_SHORT TASK:_ Copy exactly, and only, the lines from the line containing "opening, your assistance would be valued." through the last line of the records below, both included.

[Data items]
◆ ◆ ◆ ◆

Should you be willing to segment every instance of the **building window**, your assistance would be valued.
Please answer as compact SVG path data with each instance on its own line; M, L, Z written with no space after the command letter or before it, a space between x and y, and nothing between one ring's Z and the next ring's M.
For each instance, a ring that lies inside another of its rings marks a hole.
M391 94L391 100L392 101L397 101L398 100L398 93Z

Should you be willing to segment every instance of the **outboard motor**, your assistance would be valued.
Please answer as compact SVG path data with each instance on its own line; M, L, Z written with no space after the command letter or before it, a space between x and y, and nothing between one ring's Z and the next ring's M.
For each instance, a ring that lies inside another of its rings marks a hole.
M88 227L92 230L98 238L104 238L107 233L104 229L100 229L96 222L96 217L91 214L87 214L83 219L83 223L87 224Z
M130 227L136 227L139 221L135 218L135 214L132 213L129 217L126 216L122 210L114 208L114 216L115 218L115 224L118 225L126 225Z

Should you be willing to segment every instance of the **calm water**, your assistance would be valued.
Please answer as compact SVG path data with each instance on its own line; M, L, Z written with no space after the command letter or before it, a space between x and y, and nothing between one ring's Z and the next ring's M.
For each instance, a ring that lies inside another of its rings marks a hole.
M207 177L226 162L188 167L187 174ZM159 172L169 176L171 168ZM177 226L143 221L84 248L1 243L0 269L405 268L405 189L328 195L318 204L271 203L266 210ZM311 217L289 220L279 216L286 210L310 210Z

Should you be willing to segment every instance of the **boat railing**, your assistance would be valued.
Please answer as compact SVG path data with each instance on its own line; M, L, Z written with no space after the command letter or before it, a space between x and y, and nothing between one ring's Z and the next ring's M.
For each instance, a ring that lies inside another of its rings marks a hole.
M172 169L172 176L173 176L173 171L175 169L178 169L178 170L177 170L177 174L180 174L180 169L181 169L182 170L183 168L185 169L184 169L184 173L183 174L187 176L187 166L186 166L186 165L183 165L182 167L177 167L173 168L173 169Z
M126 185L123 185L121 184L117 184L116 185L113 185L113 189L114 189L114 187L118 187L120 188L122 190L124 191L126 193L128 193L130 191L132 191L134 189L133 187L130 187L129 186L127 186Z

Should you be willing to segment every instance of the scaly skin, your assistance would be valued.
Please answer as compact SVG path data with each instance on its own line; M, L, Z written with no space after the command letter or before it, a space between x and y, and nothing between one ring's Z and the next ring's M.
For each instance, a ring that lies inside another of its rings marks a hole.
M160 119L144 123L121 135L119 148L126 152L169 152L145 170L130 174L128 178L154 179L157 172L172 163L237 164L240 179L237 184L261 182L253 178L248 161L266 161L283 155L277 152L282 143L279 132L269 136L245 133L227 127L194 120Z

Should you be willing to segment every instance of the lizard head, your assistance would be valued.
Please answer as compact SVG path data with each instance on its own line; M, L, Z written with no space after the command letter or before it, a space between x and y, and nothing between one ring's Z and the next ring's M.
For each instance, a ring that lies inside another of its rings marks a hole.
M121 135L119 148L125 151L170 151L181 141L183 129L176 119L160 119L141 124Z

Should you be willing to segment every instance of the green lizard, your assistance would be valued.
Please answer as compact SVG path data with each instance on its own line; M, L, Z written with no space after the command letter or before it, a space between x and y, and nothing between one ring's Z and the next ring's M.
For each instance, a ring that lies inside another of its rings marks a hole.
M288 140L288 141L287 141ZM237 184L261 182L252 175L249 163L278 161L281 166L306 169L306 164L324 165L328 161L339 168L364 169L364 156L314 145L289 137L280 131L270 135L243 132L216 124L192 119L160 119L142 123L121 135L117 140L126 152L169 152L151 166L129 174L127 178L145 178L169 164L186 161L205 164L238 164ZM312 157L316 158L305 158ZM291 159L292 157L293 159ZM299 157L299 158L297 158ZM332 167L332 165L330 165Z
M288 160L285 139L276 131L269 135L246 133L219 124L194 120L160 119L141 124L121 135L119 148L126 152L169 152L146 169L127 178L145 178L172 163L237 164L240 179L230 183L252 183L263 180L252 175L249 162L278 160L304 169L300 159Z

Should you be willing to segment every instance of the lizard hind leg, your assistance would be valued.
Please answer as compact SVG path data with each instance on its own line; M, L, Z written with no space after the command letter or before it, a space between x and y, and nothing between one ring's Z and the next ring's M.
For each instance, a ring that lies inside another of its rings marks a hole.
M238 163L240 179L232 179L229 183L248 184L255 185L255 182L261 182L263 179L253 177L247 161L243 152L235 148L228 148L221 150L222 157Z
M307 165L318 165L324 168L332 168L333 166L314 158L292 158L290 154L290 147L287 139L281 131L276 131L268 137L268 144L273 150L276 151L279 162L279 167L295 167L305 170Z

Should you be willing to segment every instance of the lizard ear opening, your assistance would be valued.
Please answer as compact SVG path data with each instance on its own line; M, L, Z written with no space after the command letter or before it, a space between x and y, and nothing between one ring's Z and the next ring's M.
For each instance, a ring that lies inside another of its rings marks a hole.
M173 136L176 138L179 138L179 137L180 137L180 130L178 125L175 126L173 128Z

◆ ◆ ◆ ◆

_WORKED ANSWER:_
Should you be willing to segment every instance of the lizard ear opening, your assistance would be valued.
Please answer as compact SVG path data with each instance on its own line; M, L, Z written with no space after the command letter or before it, a space between x and y, and nothing between one ring's Z and the next ring's M.
For each instance, a ring that lies inside another of its rings marks a hole.
M173 136L176 138L179 138L179 137L180 137L180 130L178 125L175 126L173 128Z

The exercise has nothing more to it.